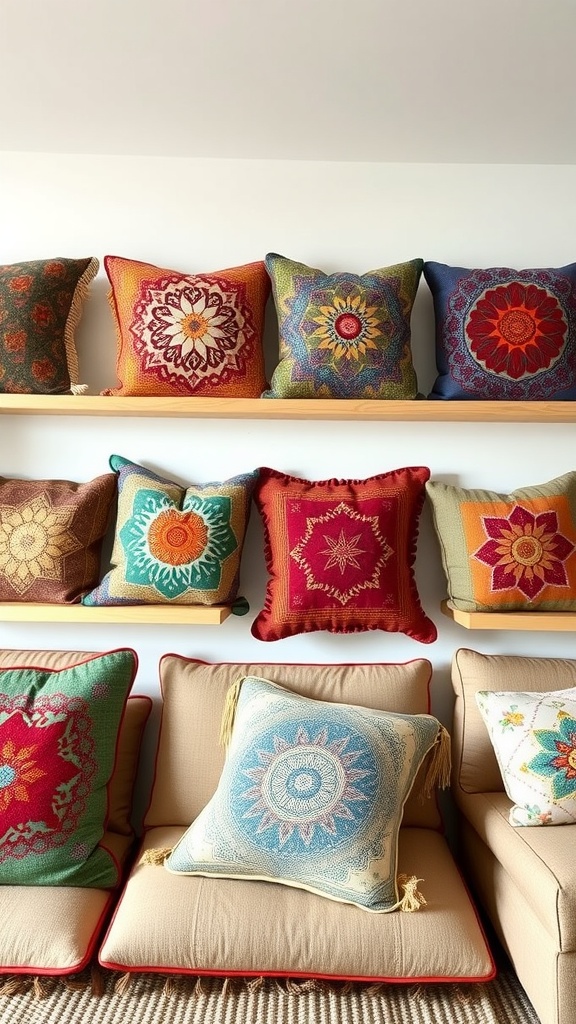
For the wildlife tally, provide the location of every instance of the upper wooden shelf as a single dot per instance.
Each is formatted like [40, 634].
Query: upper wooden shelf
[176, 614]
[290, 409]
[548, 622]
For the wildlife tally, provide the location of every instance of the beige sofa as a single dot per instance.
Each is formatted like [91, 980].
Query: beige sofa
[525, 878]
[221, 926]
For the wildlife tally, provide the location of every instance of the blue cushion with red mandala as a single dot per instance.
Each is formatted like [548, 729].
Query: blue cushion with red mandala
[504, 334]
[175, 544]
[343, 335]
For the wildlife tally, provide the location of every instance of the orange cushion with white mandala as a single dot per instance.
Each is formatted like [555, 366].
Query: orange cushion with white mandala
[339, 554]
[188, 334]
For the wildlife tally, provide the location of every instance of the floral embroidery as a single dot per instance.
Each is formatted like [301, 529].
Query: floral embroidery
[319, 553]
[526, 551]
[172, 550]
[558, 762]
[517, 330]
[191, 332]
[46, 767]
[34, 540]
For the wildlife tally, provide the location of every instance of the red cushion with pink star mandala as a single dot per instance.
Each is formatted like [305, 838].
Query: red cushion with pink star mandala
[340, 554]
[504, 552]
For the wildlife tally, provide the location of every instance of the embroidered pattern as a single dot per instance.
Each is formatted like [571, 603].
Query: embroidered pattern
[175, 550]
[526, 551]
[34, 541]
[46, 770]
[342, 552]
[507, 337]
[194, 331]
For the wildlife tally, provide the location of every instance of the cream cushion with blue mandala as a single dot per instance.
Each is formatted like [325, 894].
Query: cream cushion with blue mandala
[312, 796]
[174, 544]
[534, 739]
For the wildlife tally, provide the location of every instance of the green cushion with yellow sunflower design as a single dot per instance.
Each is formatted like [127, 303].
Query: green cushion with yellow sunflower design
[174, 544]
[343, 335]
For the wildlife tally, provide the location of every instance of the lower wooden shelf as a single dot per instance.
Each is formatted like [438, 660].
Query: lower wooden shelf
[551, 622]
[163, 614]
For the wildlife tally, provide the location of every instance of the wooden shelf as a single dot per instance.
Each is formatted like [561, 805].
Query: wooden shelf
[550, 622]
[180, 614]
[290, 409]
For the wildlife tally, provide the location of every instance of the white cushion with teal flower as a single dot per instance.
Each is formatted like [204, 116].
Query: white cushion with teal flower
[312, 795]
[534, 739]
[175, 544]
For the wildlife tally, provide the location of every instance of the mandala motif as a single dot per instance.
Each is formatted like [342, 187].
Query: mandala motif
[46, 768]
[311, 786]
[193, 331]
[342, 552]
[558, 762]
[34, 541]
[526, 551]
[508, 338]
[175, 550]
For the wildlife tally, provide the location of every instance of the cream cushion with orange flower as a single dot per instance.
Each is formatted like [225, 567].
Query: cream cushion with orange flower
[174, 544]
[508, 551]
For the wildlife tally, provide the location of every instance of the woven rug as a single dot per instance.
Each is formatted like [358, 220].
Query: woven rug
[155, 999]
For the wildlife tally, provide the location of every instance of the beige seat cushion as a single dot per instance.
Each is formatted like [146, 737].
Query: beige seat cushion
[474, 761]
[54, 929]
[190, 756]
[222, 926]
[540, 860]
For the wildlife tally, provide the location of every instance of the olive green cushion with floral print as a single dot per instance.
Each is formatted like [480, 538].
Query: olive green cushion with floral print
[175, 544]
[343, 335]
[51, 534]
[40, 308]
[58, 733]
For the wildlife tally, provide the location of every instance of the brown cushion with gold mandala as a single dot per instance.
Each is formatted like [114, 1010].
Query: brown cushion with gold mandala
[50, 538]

_ _ _ _ _ _ _

Problem statement ▸
Copy out, word for word, the part of the entries above that begins at the line with "Each is formatted like [305, 838]." and ends at the line with "Each is formatted like [225, 567].", including both.

Answer space ▸
Each is formatted like [305, 838].
Query: red cushion with pink star mandala
[340, 554]
[504, 552]
For the wildlife tally, provide the location of every instance of the embroidered pattern as a single dot per instance.
Each is formatted like [571, 603].
Query: embroidered pattern
[175, 550]
[526, 551]
[34, 541]
[46, 770]
[342, 552]
[507, 337]
[194, 331]
For the wildlife tally, provide the location of every instance of the cream cushion with blue mandala as a single dot per instance.
Each is formatted like [325, 894].
Query: cream cushion with blue mandala
[312, 796]
[174, 544]
[534, 739]
For the wildlife tally, provide the location of every instance of the green cushion with yellow sunflower design as a single dot per instance.
Each is formatted like [127, 303].
Query: green cushion with yellow sunflower design
[174, 544]
[343, 335]
For the wildlife tally, provide the location of every instance of the lower wooden shelf as a single dot per instance.
Each is formatted like [438, 660].
Query: lower wooden shelf
[551, 622]
[163, 614]
For the wildlife tally, provide the location of every instance of the wooden shelf as a single dot per instance.
Each is formatted like [561, 805].
Query: wooden shelf
[550, 622]
[180, 614]
[290, 409]
For the wildlife tally, provide the location of every instance of the white cushion with teal flower as a single dot per instance.
Each is formatted like [204, 116].
Query: white cushion with teal flower
[312, 795]
[534, 739]
[175, 544]
For the wildlife tally, provide the location of every instance of the mandala motif as a single dot per instance.
Each is formatted like [342, 187].
Query: mandala motif
[46, 768]
[311, 786]
[193, 331]
[342, 552]
[558, 762]
[34, 541]
[526, 551]
[508, 338]
[175, 550]
For the wildlife tally, provide the location of every instance of the cream cushion with orange flower as a single dot per instance.
Each is formatted like [225, 567].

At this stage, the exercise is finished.